* Start *
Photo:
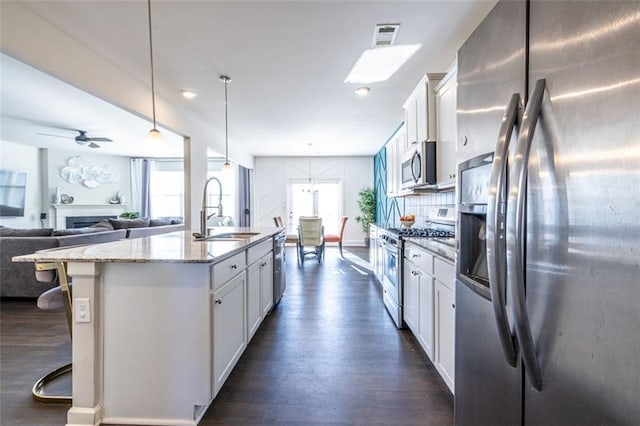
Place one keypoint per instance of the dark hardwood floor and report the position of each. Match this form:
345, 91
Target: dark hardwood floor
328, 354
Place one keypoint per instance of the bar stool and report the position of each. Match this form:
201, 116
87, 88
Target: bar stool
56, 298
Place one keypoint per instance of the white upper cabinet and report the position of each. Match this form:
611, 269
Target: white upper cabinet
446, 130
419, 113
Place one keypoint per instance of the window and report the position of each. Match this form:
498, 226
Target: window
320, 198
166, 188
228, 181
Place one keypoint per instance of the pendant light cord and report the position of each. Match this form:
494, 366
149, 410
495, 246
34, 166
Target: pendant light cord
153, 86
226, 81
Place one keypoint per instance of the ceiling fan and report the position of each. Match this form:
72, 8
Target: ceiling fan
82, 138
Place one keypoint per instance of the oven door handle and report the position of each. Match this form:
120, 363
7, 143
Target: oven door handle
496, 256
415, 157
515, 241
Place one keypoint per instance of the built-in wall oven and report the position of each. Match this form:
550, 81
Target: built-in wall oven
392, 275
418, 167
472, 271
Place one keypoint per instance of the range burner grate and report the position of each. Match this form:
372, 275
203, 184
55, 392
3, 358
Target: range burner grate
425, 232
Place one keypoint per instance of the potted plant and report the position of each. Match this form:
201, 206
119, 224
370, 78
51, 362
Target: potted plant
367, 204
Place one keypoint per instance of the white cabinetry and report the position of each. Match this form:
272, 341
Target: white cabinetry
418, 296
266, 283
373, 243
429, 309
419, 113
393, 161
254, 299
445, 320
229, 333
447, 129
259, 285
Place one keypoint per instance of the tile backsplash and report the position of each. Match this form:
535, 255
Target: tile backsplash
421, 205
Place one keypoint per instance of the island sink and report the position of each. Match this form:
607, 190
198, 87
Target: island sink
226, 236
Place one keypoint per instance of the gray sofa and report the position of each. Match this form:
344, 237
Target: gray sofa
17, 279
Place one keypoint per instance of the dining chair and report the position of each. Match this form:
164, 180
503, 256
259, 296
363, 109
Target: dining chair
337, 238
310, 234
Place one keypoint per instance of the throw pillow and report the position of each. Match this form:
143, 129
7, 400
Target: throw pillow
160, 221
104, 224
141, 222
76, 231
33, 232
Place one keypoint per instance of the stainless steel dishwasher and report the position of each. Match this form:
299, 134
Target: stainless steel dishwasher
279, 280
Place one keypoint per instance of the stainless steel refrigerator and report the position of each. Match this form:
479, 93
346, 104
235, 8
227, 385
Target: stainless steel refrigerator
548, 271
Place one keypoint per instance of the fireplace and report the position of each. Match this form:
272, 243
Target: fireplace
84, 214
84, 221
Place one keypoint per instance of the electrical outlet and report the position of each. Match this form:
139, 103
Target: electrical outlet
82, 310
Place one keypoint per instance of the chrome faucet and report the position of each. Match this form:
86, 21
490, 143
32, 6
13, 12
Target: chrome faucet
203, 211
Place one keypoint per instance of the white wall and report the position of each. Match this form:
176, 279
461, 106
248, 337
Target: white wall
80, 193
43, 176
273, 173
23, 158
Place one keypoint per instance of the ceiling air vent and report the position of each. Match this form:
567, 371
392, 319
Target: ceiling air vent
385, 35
* End *
* Start *
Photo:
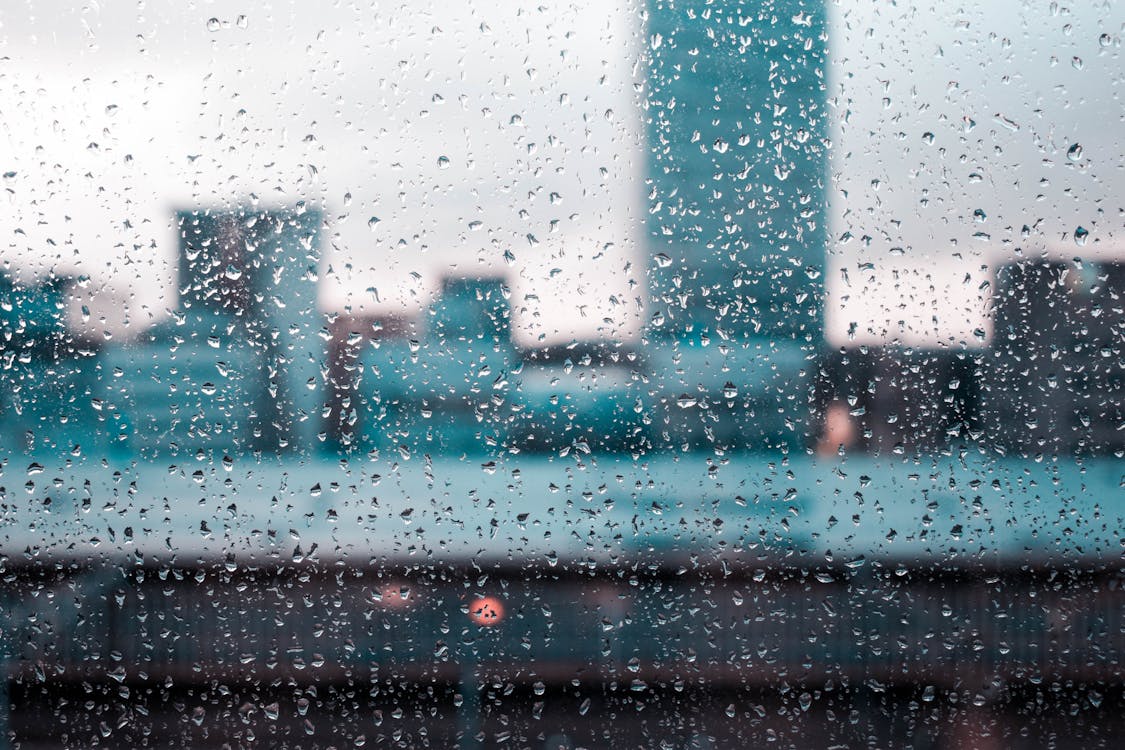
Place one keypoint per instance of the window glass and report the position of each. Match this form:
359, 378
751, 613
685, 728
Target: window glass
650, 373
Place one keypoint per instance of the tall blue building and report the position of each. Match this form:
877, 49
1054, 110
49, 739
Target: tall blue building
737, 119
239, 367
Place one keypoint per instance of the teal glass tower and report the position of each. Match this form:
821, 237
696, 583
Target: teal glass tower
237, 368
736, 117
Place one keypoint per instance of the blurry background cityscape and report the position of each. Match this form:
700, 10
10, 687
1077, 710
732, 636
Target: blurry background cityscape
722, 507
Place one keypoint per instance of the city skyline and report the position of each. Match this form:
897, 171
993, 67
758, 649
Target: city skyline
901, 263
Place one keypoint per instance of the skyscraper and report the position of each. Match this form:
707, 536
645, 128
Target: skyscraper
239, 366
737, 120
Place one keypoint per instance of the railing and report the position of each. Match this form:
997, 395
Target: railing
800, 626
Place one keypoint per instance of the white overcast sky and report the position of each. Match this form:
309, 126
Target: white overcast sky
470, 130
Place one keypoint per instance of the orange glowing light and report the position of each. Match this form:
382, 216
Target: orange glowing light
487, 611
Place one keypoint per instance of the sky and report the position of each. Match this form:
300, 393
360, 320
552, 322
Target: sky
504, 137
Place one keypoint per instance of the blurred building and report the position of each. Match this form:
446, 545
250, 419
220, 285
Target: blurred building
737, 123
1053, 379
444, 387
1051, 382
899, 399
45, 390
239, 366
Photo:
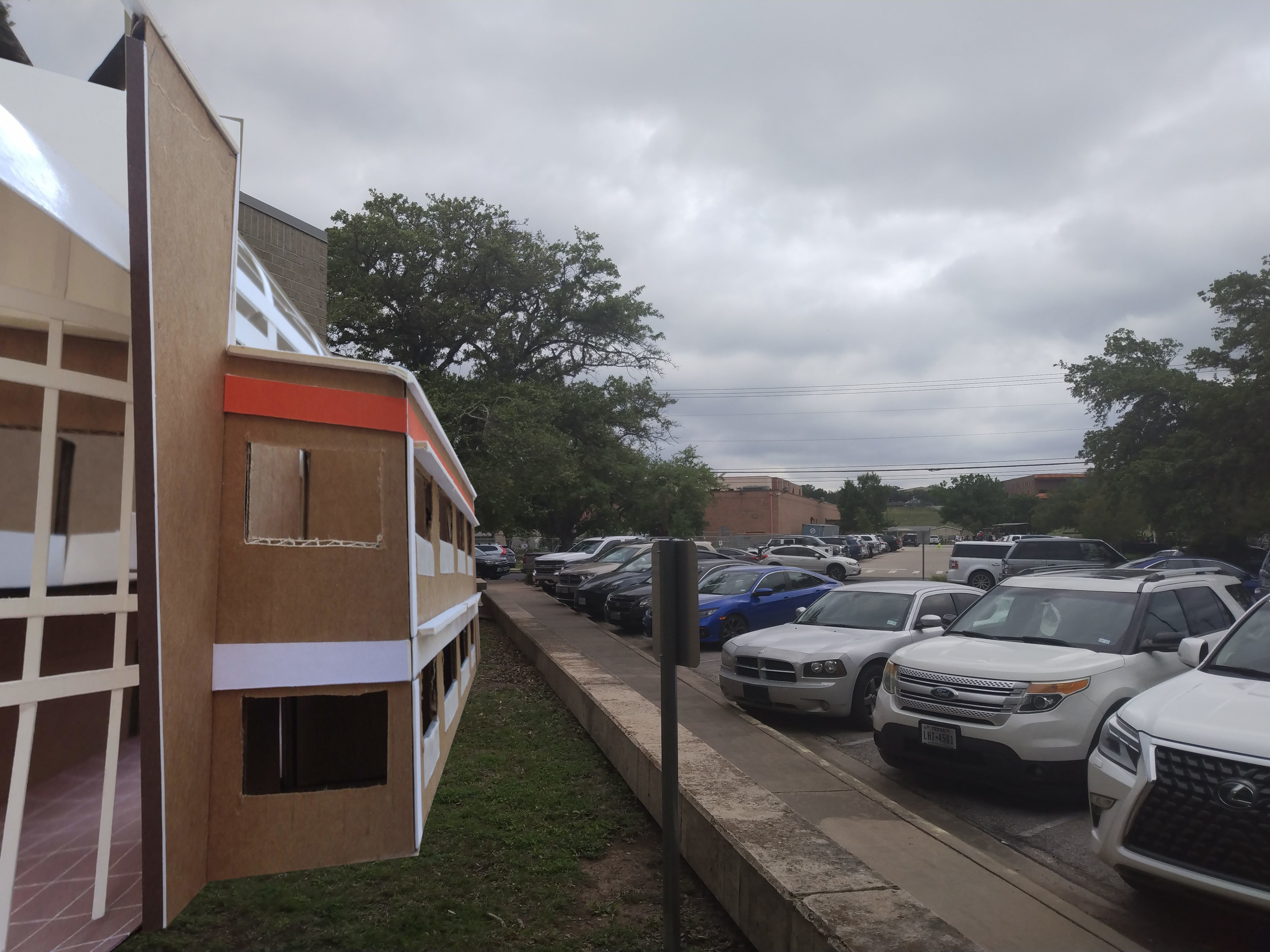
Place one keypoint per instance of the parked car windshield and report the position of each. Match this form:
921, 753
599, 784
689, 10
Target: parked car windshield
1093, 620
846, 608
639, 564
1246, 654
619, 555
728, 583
* End *
What to work on
From the records above, select and copy every line that contains the word "door". Case counts.

Finished task
Place one keypoint per instance of the oven door handle and report the position of each. Match this form:
Target: oven door handle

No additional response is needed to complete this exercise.